_Aim of the exercise_
Render the records from the line containing "Segment the wooden" through the line containing "176 177 L 189" as a two-column CSV with columns input and output, one row per record. Put its text and its answer each in a single quoted field, with line breaks replaced by spaces.

....................

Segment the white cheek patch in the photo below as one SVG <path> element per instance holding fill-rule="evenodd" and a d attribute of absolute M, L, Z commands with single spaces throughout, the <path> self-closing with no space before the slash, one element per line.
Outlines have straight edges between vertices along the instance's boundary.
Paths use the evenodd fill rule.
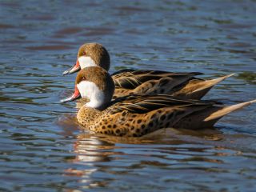
<path fill-rule="evenodd" d="M 95 62 L 90 57 L 81 56 L 78 58 L 78 61 L 82 70 L 88 66 L 97 66 Z"/>
<path fill-rule="evenodd" d="M 90 102 L 86 106 L 98 108 L 105 102 L 103 91 L 100 90 L 95 83 L 88 81 L 82 81 L 77 85 L 82 98 L 87 98 Z"/>

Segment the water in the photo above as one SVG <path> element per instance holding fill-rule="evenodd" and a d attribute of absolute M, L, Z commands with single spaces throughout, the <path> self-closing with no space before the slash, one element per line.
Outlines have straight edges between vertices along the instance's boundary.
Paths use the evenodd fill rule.
<path fill-rule="evenodd" d="M 82 131 L 60 104 L 84 42 L 123 68 L 237 75 L 206 98 L 256 98 L 255 1 L 1 1 L 0 190 L 254 191 L 256 106 L 212 130 Z"/>

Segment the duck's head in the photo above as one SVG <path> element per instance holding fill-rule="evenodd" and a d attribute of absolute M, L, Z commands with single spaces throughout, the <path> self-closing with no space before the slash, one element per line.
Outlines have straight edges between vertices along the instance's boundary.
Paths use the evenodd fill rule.
<path fill-rule="evenodd" d="M 99 43 L 86 43 L 80 46 L 76 63 L 63 75 L 74 74 L 88 66 L 101 66 L 109 70 L 110 57 L 107 50 Z"/>
<path fill-rule="evenodd" d="M 103 108 L 109 103 L 114 91 L 114 83 L 106 70 L 99 66 L 89 66 L 80 70 L 75 80 L 74 94 L 61 102 L 68 102 L 86 98 L 88 107 Z"/>

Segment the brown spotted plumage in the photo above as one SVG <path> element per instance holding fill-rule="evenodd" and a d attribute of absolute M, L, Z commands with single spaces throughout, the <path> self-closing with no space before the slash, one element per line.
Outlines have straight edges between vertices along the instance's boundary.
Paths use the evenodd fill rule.
<path fill-rule="evenodd" d="M 98 43 L 86 43 L 78 50 L 77 64 L 63 74 L 70 74 L 70 71 L 74 73 L 80 68 L 86 67 L 86 63 L 82 65 L 78 61 L 82 56 L 90 57 L 95 66 L 101 66 L 106 70 L 110 68 L 110 58 L 106 48 Z M 88 65 L 91 66 L 91 64 Z M 194 78 L 199 74 L 202 74 L 122 70 L 111 75 L 115 85 L 113 98 L 133 94 L 165 94 L 182 98 L 201 99 L 214 85 L 230 76 L 226 75 L 212 80 Z"/>
<path fill-rule="evenodd" d="M 102 83 L 104 85 L 100 85 Z M 90 85 L 91 87 L 82 87 L 82 85 Z M 111 101 L 114 82 L 105 70 L 97 66 L 82 70 L 76 78 L 75 87 L 78 87 L 83 98 L 90 99 L 90 102 L 82 106 L 78 112 L 78 122 L 85 129 L 115 136 L 139 137 L 167 127 L 209 128 L 224 115 L 256 102 L 254 100 L 223 106 L 211 101 L 145 94 L 127 95 Z M 86 92 L 88 89 L 94 94 Z M 74 91 L 74 94 L 63 102 L 78 98 L 78 91 Z"/>

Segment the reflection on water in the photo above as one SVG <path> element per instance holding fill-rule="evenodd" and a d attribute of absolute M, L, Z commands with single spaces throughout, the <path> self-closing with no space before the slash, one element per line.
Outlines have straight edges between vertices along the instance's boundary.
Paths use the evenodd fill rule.
<path fill-rule="evenodd" d="M 206 98 L 256 98 L 255 1 L 1 1 L 0 191 L 254 191 L 256 110 L 215 130 L 141 138 L 79 129 L 60 104 L 82 43 L 103 44 L 111 69 L 237 75 Z M 76 106 L 77 105 L 77 106 Z"/>

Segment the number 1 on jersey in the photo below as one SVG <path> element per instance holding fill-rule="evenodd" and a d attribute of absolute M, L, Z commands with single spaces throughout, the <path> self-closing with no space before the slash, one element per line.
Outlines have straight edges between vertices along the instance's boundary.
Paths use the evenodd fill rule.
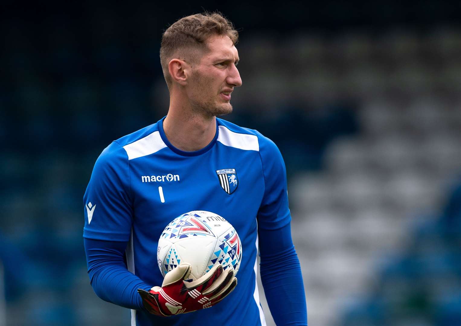
<path fill-rule="evenodd" d="M 161 187 L 159 187 L 159 195 L 160 195 L 160 201 L 162 202 L 165 202 L 165 197 L 163 196 L 163 188 Z"/>

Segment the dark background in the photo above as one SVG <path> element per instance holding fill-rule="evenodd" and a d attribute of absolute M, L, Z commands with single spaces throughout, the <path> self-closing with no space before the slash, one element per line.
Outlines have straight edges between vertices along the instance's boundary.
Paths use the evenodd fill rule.
<path fill-rule="evenodd" d="M 285 159 L 309 324 L 461 325 L 461 5 L 434 1 L 4 2 L 0 325 L 129 322 L 91 289 L 82 197 L 166 114 L 162 33 L 204 9 L 240 33 L 225 119 Z"/>

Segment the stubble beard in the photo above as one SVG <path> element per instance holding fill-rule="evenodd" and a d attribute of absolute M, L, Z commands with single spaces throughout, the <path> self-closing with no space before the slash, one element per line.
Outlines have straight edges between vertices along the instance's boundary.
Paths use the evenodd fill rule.
<path fill-rule="evenodd" d="M 194 113 L 211 117 L 225 115 L 232 113 L 232 106 L 230 102 L 219 103 L 217 101 L 217 98 L 220 98 L 219 94 L 211 99 L 204 100 L 202 95 L 207 94 L 208 91 L 205 86 L 207 83 L 204 81 L 204 78 L 197 72 L 194 73 L 193 78 L 195 83 L 202 85 L 202 87 L 197 89 L 194 99 L 191 100 L 192 111 Z"/>

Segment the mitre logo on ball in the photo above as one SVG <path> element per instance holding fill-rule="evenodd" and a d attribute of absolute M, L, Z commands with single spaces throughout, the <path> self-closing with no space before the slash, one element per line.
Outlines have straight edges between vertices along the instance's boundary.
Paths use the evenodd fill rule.
<path fill-rule="evenodd" d="M 181 262 L 189 264 L 187 280 L 193 281 L 218 264 L 236 274 L 242 254 L 240 239 L 229 222 L 211 212 L 193 211 L 178 216 L 163 230 L 157 261 L 164 277 Z"/>

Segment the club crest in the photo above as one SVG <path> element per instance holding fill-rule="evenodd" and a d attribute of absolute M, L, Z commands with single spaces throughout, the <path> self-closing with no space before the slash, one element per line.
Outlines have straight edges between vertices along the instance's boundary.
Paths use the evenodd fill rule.
<path fill-rule="evenodd" d="M 217 170 L 218 178 L 223 190 L 229 195 L 234 192 L 238 185 L 238 179 L 235 169 Z"/>

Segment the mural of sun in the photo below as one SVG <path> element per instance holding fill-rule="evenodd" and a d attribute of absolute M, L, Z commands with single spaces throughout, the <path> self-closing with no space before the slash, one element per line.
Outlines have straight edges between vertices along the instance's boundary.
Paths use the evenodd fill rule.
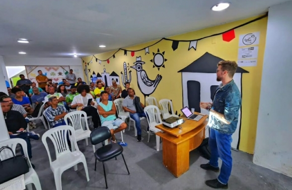
<path fill-rule="evenodd" d="M 165 68 L 164 62 L 167 59 L 164 58 L 165 52 L 165 51 L 163 51 L 162 53 L 161 53 L 159 49 L 157 49 L 157 53 L 152 52 L 153 53 L 153 59 L 151 59 L 150 61 L 153 63 L 153 68 L 156 67 L 158 69 L 158 71 L 159 71 L 161 67 Z"/>

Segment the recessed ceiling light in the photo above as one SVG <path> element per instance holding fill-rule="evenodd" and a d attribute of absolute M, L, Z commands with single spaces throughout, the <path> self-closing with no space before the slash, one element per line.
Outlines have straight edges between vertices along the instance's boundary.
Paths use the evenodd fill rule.
<path fill-rule="evenodd" d="M 18 39 L 17 42 L 19 43 L 29 43 L 29 41 L 28 41 L 27 39 L 24 38 Z"/>
<path fill-rule="evenodd" d="M 211 9 L 212 9 L 212 11 L 223 11 L 224 10 L 228 8 L 230 6 L 230 3 L 221 3 L 212 7 Z"/>

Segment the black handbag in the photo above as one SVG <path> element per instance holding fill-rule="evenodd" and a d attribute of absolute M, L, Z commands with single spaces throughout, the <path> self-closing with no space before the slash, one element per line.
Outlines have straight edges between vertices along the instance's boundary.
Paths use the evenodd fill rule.
<path fill-rule="evenodd" d="M 10 150 L 13 157 L 3 161 L 0 159 L 0 184 L 29 171 L 26 157 L 20 155 L 15 156 L 12 149 L 7 146 L 3 147 L 0 149 L 0 155 L 1 151 L 5 149 Z"/>

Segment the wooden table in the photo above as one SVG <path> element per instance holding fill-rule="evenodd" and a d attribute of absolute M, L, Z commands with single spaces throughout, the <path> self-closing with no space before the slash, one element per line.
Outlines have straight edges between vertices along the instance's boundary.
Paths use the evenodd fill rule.
<path fill-rule="evenodd" d="M 176 177 L 189 170 L 189 152 L 200 146 L 204 139 L 207 117 L 204 115 L 198 121 L 182 117 L 185 122 L 178 128 L 170 128 L 162 124 L 156 126 L 164 132 L 156 134 L 162 138 L 163 165 Z"/>

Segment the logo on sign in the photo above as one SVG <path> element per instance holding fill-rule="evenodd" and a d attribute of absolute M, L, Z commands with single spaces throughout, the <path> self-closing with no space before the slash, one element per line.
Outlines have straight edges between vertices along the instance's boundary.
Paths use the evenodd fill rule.
<path fill-rule="evenodd" d="M 257 37 L 253 33 L 247 34 L 242 39 L 242 43 L 246 45 L 251 45 L 256 40 Z"/>

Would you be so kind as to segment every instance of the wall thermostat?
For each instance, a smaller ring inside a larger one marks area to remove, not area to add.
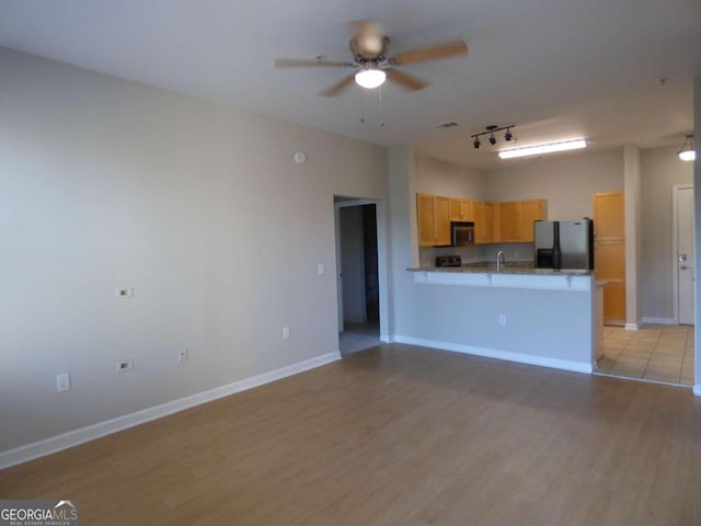
[[[298,151],[297,153],[295,153],[292,159],[295,159],[295,162],[297,164],[303,164],[307,162],[307,153],[304,153],[303,151]]]

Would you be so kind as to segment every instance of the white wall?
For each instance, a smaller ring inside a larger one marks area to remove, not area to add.
[[[486,179],[480,171],[417,155],[416,192],[483,201]]]
[[[594,194],[623,190],[622,151],[562,153],[486,172],[489,201],[548,201],[549,219],[594,215]]]
[[[671,253],[671,192],[675,184],[693,182],[693,163],[677,157],[679,147],[642,150],[641,311],[644,318],[671,322],[674,318]]]
[[[383,148],[10,50],[0,71],[0,450],[337,351],[317,265],[334,194],[387,197]]]

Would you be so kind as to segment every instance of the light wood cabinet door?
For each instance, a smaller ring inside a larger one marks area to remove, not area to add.
[[[472,203],[474,220],[474,242],[476,244],[494,243],[495,240],[495,209],[494,203]]]
[[[499,203],[498,239],[501,243],[516,243],[519,240],[520,203],[513,201]]]
[[[498,204],[498,241],[533,241],[533,221],[545,218],[544,199],[513,201]]]
[[[521,243],[533,242],[533,222],[545,219],[545,202],[543,199],[530,199],[520,202],[518,219],[518,241]]]
[[[466,199],[450,199],[451,221],[473,221],[472,202]]]
[[[594,194],[594,268],[604,287],[604,323],[625,323],[625,203],[623,192]]]
[[[433,195],[416,194],[416,216],[418,218],[418,244],[430,247],[434,244],[435,199]]]
[[[450,199],[438,195],[416,194],[418,244],[450,244]]]
[[[435,204],[435,239],[434,244],[450,244],[450,199],[436,196]]]

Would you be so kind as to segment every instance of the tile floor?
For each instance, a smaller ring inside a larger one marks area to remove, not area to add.
[[[597,373],[693,385],[693,325],[644,325],[639,331],[604,328]]]

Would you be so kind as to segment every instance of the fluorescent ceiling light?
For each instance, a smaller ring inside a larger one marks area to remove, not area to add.
[[[681,150],[677,152],[682,161],[693,161],[697,158],[697,150],[693,149],[693,135],[687,135]]]
[[[553,151],[576,150],[586,148],[587,141],[584,139],[563,140],[562,142],[550,142],[548,145],[529,146],[526,148],[513,148],[499,151],[502,159],[513,159],[515,157],[538,156],[540,153],[551,153]]]
[[[384,83],[387,73],[381,69],[361,69],[355,73],[355,81],[358,85],[371,90],[378,88]]]

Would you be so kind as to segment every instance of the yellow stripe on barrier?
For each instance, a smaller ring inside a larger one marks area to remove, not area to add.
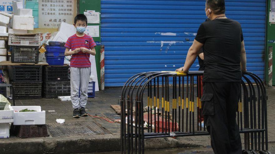
[[[149,96],[148,96],[148,98],[147,99],[148,101],[148,106],[149,107],[150,106],[150,98],[149,97]]]
[[[194,102],[192,102],[192,112],[194,112]]]
[[[202,101],[200,99],[200,109],[202,109]]]
[[[189,111],[191,112],[191,110],[192,110],[192,106],[191,106],[191,101],[189,101]]]
[[[182,99],[182,109],[183,109],[184,108],[184,99]]]
[[[165,100],[165,111],[167,111],[167,101]]]
[[[198,107],[200,106],[200,101],[199,99],[199,98],[198,97],[197,97],[197,107]]]
[[[161,102],[162,102],[162,105],[161,107],[162,108],[164,107],[164,105],[163,104],[163,101],[164,101],[164,98],[163,97],[162,97],[161,98]]]
[[[169,112],[169,111],[170,110],[169,106],[169,101],[167,101],[167,110],[168,111],[168,112]]]
[[[238,112],[241,112],[240,110],[240,102],[238,102]]]

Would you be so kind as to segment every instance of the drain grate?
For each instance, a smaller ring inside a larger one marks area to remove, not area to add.
[[[94,122],[48,123],[48,129],[53,137],[66,137],[83,135],[97,135],[111,133]]]

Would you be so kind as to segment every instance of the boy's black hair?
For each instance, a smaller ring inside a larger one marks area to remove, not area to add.
[[[78,20],[80,20],[83,21],[86,21],[86,25],[88,22],[88,20],[87,17],[83,14],[79,14],[75,16],[74,18],[74,24],[76,24],[76,22]]]
[[[224,0],[206,0],[206,5],[215,14],[225,13],[225,2]]]

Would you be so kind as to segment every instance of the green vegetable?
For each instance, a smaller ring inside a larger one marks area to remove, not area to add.
[[[19,111],[19,112],[37,112],[36,110],[29,110],[28,109],[25,109],[22,110],[20,110]]]

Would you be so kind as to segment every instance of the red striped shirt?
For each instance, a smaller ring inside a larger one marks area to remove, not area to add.
[[[79,37],[75,34],[68,39],[65,46],[73,50],[81,47],[92,49],[96,45],[92,38],[90,36],[85,34],[83,36]],[[91,67],[89,58],[89,54],[80,51],[72,55],[70,66],[74,68]]]

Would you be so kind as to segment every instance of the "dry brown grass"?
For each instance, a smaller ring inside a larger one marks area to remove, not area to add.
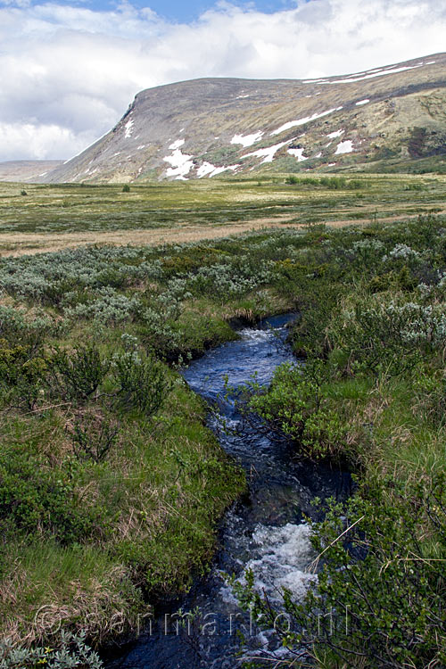
[[[442,211],[446,213],[446,210]],[[402,219],[415,219],[412,216],[389,216],[380,218],[380,222],[392,222]],[[331,227],[344,227],[351,225],[367,225],[370,217],[360,219],[327,219]],[[305,224],[296,223],[293,216],[280,216],[270,219],[257,219],[242,223],[202,226],[183,225],[174,228],[158,230],[113,230],[111,232],[75,232],[75,233],[0,233],[0,256],[17,257],[51,252],[62,249],[76,248],[88,244],[112,244],[115,246],[143,246],[163,244],[182,244],[201,240],[221,239],[230,235],[255,232],[261,229],[283,230],[302,227]]]

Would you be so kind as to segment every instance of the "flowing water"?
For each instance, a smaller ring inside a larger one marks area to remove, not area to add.
[[[249,495],[227,513],[209,574],[181,601],[165,605],[136,641],[109,657],[107,669],[235,669],[243,659],[239,632],[250,657],[268,651],[278,659],[285,652],[275,645],[271,631],[240,613],[223,574],[243,582],[244,570],[252,568],[256,588],[278,611],[281,588],[301,598],[314,578],[305,571],[314,556],[303,515],[317,517],[311,505],[315,497],[345,497],[350,477],[293,458],[286,440],[273,438],[260,423],[244,420],[234,399],[227,397],[225,379],[236,388],[255,373],[256,380],[267,384],[278,365],[295,363],[285,343],[290,318],[276,317],[256,329],[242,330],[240,340],[211,351],[184,372],[190,387],[218,408],[210,425],[244,468]],[[182,624],[175,615],[179,607],[186,614]],[[190,622],[189,612],[195,622]]]

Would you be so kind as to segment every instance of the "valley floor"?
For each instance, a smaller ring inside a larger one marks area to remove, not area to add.
[[[285,597],[296,626],[283,641],[303,644],[321,669],[444,665],[445,197],[435,177],[406,190],[407,178],[364,194],[355,219],[371,216],[368,225],[344,225],[347,201],[361,193],[348,180],[298,182],[286,187],[307,211],[312,197],[320,205],[307,225],[262,229],[262,205],[260,229],[211,243],[0,259],[0,633],[34,648],[13,664],[0,645],[6,666],[53,661],[55,651],[36,648],[56,648],[61,626],[93,644],[135,631],[148,603],[206,568],[218,520],[245,483],[178,365],[236,337],[231,323],[285,310],[301,315],[291,340],[306,364],[280,368],[268,392],[254,382],[246,406],[288,434],[294,457],[351,467],[358,491],[313,527],[318,585],[301,605]],[[178,202],[182,186],[171,187]],[[343,204],[330,209],[338,195]],[[203,230],[215,227],[202,209]],[[333,226],[320,223],[324,209]],[[19,213],[6,224],[18,235],[55,233],[53,201],[29,203],[26,230]],[[244,216],[238,224],[251,225]],[[80,227],[72,210],[65,230],[70,220]],[[132,244],[136,231],[126,230]],[[240,597],[270,615],[258,593]],[[348,610],[348,629],[326,629],[317,609]]]

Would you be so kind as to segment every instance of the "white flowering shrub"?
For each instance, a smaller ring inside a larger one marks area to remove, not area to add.
[[[446,305],[368,296],[341,310],[327,337],[332,349],[349,356],[351,368],[359,364],[398,370],[410,364],[411,356],[446,348]]]
[[[86,643],[85,635],[62,632],[57,648],[15,648],[0,641],[0,669],[102,669],[98,654]]]
[[[93,318],[101,323],[122,323],[134,317],[140,307],[137,297],[127,297],[114,288],[103,286],[87,303],[66,307],[64,314],[70,318]]]
[[[383,261],[389,260],[404,260],[405,262],[413,262],[419,260],[420,254],[408,246],[406,244],[397,244],[387,255],[383,257]]]

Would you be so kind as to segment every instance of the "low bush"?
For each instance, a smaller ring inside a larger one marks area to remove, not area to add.
[[[164,366],[152,356],[136,351],[116,356],[113,365],[119,386],[116,397],[121,409],[153,416],[171,389]]]
[[[111,360],[93,343],[70,351],[59,349],[53,362],[62,395],[80,402],[98,391],[111,366]]]
[[[444,475],[409,487],[369,480],[345,505],[332,501],[311,530],[318,578],[303,602],[284,591],[288,620],[275,624],[290,657],[307,650],[333,669],[444,666]],[[237,590],[267,628],[277,622],[252,579]]]

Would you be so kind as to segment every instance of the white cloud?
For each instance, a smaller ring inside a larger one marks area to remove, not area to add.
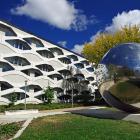
[[[124,26],[140,25],[140,10],[122,12],[112,19],[112,24],[105,28],[105,31],[115,32]]]
[[[74,51],[74,52],[76,52],[78,54],[81,54],[81,52],[83,50],[83,47],[84,47],[83,44],[82,45],[76,44],[76,45],[74,45],[72,51]]]
[[[101,30],[99,30],[95,35],[93,35],[91,38],[90,38],[90,41],[91,42],[95,42],[96,38],[100,35],[101,33]]]
[[[26,15],[65,30],[81,31],[97,22],[94,16],[87,18],[68,0],[25,0],[23,5],[11,9],[11,13]]]
[[[62,47],[66,47],[67,41],[59,41],[58,44]]]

....................

_Answer below_
input,output
"Segment the wooden table in the photo above as one SVG <path> element per instance holding fill-rule=""evenodd"" and a d attribute of absolute M, L, Z commands with single spaces throughout, the <path> self-closing with no space before the slash, one element per line. Outlines have straight edges between vertices along the instance's boundary. Paths use the evenodd fill rule.","<path fill-rule=""evenodd"" d=""M 176 177 L 189 170 L 189 152 L 200 146 L 204 139 L 207 117 L 204 115 L 198 121 L 182 117 L 185 122 L 178 128 L 170 128 L 162 124 L 156 126 L 164 132 L 156 134 L 162 138 L 163 165 Z""/>"